[Material for this exercise]
● ● ●

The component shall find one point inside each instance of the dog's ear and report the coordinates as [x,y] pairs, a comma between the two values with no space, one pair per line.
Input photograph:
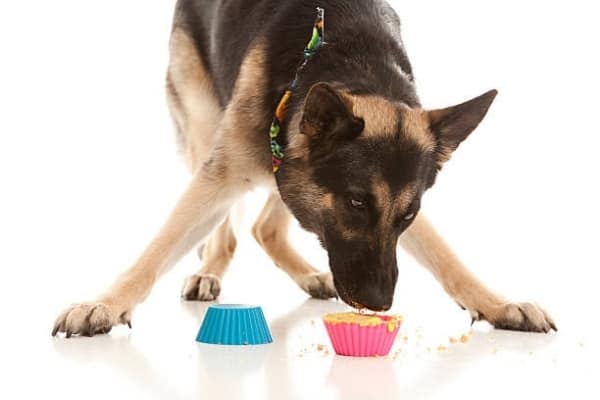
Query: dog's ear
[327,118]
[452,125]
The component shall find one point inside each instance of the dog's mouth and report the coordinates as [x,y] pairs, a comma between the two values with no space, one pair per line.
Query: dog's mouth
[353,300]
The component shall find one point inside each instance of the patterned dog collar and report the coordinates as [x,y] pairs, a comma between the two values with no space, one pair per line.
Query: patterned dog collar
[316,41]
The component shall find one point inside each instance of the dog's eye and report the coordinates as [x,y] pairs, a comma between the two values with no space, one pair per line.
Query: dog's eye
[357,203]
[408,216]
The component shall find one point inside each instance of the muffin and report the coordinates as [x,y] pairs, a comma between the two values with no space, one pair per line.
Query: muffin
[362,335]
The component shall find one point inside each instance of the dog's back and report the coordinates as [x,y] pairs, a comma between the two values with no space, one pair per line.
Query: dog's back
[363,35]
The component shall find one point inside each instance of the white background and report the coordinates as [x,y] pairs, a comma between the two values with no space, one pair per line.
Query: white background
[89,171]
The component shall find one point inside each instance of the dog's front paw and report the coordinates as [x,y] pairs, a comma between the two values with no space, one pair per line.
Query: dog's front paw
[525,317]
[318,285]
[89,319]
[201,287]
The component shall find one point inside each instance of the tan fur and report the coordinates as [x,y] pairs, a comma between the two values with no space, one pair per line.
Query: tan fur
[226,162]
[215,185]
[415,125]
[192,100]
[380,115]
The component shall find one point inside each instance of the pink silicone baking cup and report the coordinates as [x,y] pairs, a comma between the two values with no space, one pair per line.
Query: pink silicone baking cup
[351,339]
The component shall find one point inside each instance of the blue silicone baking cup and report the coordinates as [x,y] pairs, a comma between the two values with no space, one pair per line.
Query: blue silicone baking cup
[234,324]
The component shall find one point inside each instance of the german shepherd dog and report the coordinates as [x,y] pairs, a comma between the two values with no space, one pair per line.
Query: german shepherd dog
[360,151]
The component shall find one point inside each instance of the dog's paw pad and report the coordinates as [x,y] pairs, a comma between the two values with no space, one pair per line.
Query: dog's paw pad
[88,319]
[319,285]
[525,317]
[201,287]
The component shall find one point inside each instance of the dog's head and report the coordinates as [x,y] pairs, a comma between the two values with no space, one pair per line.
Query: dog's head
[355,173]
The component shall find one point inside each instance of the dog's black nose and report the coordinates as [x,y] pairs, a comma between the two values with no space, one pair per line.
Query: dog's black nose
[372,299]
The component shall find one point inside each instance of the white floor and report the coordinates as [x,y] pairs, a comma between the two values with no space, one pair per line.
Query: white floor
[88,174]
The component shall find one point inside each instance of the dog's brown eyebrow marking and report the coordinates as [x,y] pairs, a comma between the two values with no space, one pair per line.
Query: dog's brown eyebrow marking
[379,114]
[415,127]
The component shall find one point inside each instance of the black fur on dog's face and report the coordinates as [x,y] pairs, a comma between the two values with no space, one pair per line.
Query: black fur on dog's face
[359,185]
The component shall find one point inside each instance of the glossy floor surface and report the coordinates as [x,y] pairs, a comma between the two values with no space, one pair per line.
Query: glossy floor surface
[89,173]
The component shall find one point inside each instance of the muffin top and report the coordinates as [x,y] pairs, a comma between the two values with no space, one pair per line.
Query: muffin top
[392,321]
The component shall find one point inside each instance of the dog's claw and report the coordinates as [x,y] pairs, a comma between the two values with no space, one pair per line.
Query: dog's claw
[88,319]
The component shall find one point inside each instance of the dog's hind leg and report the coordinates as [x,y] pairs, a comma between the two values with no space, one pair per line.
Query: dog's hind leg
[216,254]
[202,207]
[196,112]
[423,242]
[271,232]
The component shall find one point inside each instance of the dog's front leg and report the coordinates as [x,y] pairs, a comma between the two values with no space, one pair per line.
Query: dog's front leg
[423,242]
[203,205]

● ● ●

[Exercise] Exactly as written, copy out the listing, but without any pictures.

[Solution]
The component shall find one point inside each instance of the dog's ear and report the coordinates as [x,y] pairs, a comma between the two values with no space, one pair per line.
Input photograph:
Query: dog's ear
[327,118]
[452,125]
The component shall find one point inside each instance of the dog's mouth and report the coordinates as [x,y] pairs, a comma between the two values with no space, one pair per line.
Query: dog's mouth
[353,300]
The component shall find one point inside each instance of the patterned dog collar and report the coordinates as [x,y] pairs, a comma between the two values with no space, one pair per line.
Query: patterned dog collar
[316,41]
The component shall find one point inside each instance of the dog's eye and report the coordinates as [x,y] pairs, a comma between the two values with no space, one pair per line.
Query: dog's eye
[357,203]
[408,216]
The component shall find one point inside each instance of the muffin and report the coordinates as [x,y] pairs, a comma between the two values with no space, one pair per line.
Query: muffin
[362,335]
The component shall find one point inside each instance of the dog's back and report the coordinates as [x,y] pairs, a comma between the two values with no space, one pair per line.
Query: dog's back
[363,35]
The component shall find one point inside each instance of the white background and report the coordinates as [x,y] pairs, a comma between the two values with no space, one pair per line.
Query: white background
[89,171]
The component shall find one point inside each instance of the dog's front paw and report the coordinates as [x,y] pairs, a comma between the two values with no space, one pair per line.
Query: dog's front paw
[525,317]
[318,285]
[89,319]
[201,287]
The component shall find one point inside each instance of the tan fur and report the coordinates as [x,y] pairs, a comma between the two values with no space, one pair per line.
Query: tan fur
[226,162]
[215,185]
[415,125]
[192,100]
[380,115]
The component shall find one point inside each instance of the pink silicone baking cup and report the coordinates as [x,y] pairs, a comma between the two values with no space, one pair per line.
Query: pink silicone baking cup
[351,339]
The component shall find one point inside each instance of the blue silicone baking cup and report the coordinates as [x,y] pairs, a comma between the two values with no space, one pair per line.
Query: blue silicone baking cup
[234,324]
The component shall find one point inside each instance of the german shepherd dog and report the coordinates as [x,y] pairs, a comma between the two values with no space, one pair per line.
Query: german shepherd dog
[360,151]
The component shall find one point inside each instance of the dog's paw pad and report the coordinates as [x,y] pairs, a comma between the two values with no space, one pair per line.
Query: dog's paw pad
[88,319]
[319,285]
[525,317]
[201,287]
The component shall find one point inside each instance of the dog's head and report the coordinates as [x,y] pairs, a comma between the two values with no space, one pair per line.
Query: dog's head
[355,173]
The component shall find one point inside each instance of the dog's black nose and report the coordinates as [x,y] pairs, a comma between the two values with no space, one pair per line.
Query: dog's black nose
[372,299]
The component shall find one point inside each instance of the white floor and report the coordinates as [x,y] pairs, a comma between the two values with no space, one pair per line.
Query: white floor
[88,174]
The component shall find one point inside each instance of the dog's brown eyebrow marking and report the coordinates as [x,y] pairs, a comma between the two values with no space, one pair per line.
Query: dog's brown eyebrow marking
[379,114]
[415,127]
The component shall find one point inside each instance of the black fur on dog's face and report the coordinates as [x,y] pairs, a comma between the two values with no space, one pair per line.
Query: black fur on dog's face
[359,185]
The component shall find one point inside each instance of the glossy floor surface and report the coordinates as [x,y] pairs, a comma between the two values with no space, one pair per line.
Query: glossy floor surface
[89,173]
The component shall find one point inside each instance of the muffin top and report the coordinates as [x,y] pairs, a comma between the two values with no space, one pair per line.
Query: muffin top
[392,321]
The component shall find one point inside each instance of the dog's claw and report the coordinates as [x,y] pairs, a comma between the two values with no space, one pair per line.
Query: dog's claw
[88,319]
The component shall find one point inside each instance of the dog's hind leg and report the coordinates as [x,y] pairs, a comma between the two values with no space, one pair per line.
Query: dog's hind leg
[216,254]
[202,207]
[196,112]
[423,242]
[271,232]
The component shall find one point inside each instance of the dog's front leg and report the coordinates as [x,y] pairs, a comma between the two values with no space, one pair per line.
Query: dog's front leg
[423,242]
[203,205]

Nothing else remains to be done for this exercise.